◆ Problem ◆
Collect every line in the entries below that contains the word "blue", and copy each one in full.

◆ Records for this exercise ◆
= = = = = = =

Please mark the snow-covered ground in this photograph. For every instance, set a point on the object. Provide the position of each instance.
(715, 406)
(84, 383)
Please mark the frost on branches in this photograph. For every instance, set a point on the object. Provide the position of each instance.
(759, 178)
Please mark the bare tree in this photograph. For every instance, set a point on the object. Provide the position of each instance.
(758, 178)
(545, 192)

= = = = = = =

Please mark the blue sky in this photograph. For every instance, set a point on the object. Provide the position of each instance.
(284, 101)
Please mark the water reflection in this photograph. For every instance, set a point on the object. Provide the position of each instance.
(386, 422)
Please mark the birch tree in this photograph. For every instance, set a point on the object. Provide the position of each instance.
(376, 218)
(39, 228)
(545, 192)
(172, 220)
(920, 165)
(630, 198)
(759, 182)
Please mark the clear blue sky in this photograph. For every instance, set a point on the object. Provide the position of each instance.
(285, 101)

= = = = = = =

◆ Answer to the task ◆
Please mark the blue sky in this photograph. For every instance, set a point on the object. Provide the position of each instance.
Please mark the clear blue sky in this photograph. For every instance, set a point on the object. Provide the position of each instance.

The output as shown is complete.